= STUDY QUESTIONS =
1. Answer these questions about the review of Lookout Mountain, Lookout Sea:
(a) In what state is the lake where the friends try to swim to the island?
(b) How far off the shore does the island turn out to be?
(c) What did the writer mistakenly take the Silver Jews to be when first hearing them?
2. Write the next part of the review of Lookout Mountain, Lookout Sea, picking up after its final sentence.
(EXTRACT TO READ begins)
Have you ever looked at a small island within a large lake? Have you gathered with a couple of friends and decided that you can probably swim out to that island, as it isn’t all that far away? Have you started swimming in the frigid, murky water of that New Hampshire lake until your arms throbbed and your legs started to tingle, all the while the island sat upon the horizon slowly enlarging itself with every stroke? Then it suddenly sets in that the island is four miles off the shore and you are not nearly the accomplished swimmer you thought. This is quite the enlightening realization. If you and all your friends realize it at once, it is a great feeling of mutual hubris which will swallow all sorts of shame and bubble up a tiny bit of momentary invincibility until the ideas of drowning returns. As a group, you turn around and return back to shore the whole time joking about how YOU were still fit to go forward to the island, but your friends wussed out. This is the sort of moment I thought of when listening to Lookout Mountain, Lookout Sea.

Since I first heard the Silver Jews with the misperception that it was a Pavement side project, I haven’t stopped smiling from the slanted poetry and sweet, simple song structures. That was around seven or eight years ago, and David Berman has kept up with his unspoiled perceptions of human nature. With this new album, Berman climbs further up the hierarchy of folky-fresh poets who paint the world in a tangerine light.
(EXTRACT TO READ ends)
(GIVEN INFORMATION begins)
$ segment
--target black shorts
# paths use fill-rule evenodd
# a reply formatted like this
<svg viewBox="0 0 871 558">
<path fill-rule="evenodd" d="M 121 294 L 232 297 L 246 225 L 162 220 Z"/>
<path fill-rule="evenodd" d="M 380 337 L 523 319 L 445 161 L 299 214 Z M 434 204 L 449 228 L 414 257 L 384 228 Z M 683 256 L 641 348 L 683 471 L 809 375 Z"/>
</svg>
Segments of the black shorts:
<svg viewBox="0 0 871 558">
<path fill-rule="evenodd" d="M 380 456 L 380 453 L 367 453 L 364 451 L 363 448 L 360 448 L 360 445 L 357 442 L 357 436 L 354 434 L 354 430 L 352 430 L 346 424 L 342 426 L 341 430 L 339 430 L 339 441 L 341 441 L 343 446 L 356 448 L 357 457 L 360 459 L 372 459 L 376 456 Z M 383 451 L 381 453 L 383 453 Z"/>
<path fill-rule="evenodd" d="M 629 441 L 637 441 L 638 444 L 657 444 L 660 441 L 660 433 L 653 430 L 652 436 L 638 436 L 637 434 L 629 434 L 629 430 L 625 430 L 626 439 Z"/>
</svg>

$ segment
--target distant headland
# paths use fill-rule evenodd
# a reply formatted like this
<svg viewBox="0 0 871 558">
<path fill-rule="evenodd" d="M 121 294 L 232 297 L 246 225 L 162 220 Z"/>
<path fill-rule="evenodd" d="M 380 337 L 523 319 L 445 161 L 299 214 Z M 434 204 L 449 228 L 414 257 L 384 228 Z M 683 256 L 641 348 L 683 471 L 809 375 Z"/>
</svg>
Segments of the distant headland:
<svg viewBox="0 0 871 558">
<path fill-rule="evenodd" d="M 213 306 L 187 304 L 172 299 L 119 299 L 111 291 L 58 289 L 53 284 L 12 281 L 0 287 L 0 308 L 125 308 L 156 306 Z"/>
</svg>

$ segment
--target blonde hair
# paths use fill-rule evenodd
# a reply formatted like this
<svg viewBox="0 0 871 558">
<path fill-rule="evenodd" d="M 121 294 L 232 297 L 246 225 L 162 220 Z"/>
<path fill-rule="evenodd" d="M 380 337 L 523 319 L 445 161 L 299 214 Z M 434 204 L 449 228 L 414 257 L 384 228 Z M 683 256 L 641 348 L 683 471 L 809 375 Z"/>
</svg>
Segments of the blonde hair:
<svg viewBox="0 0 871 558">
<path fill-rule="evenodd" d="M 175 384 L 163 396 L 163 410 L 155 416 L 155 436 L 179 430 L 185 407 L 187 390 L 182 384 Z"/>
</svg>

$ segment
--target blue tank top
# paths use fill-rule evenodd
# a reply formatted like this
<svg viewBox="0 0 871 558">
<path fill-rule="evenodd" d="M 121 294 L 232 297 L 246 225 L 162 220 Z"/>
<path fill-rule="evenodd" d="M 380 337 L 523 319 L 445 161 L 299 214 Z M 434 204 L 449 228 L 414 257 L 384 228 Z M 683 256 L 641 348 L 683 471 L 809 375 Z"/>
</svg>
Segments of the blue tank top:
(GIVEN INFORMATION ends)
= RESULTS OF THE EXERCISE =
1.
(a) New Hampshire
(b) Four miles
(c) A Pavement side project

2.
Lookout Mountain, Lookout Sea could be read to children sitting cross-legged in a circle atop carpet squares. It could be turned into a black and white movie and played at the nickel cinemas during times long ago. It could be transformed into a giant potluck dinner somewhere on a farm in maybe Idaho or Northern California where everyone drinks homemade wine and lights the last bit of wick on centimeter-tall candlesticks. A dinner where the neighbor that was invited only out of uneasy politeness shows up with a giant pile of figs which he grew in his backyard. A dinner where, afterwards, everyone strips down to their underpants and stomps around in the kiddy pool splashing stale rain water all over the lowlands while the young children aren’t sure if they should be embarrassed or proud of their naked parents. You know the kind of record I’m talking about?

Berman seems to have the wisdom of a train-hopping hobo you may bump into while spending a night in a jail cell after drinking a dozen whiskeys and tossing your date into oncoming traffic. He sings of a lifestyle filled with backwoods romance, seafaring parties, delicious jail cells, neglected jukeboxes, and all sorts of modest magic. If the Silver Jew’s albums are the biography of this life, then the made for TV movie would be shown on Nickelodeon after an episode of Crazy Pets.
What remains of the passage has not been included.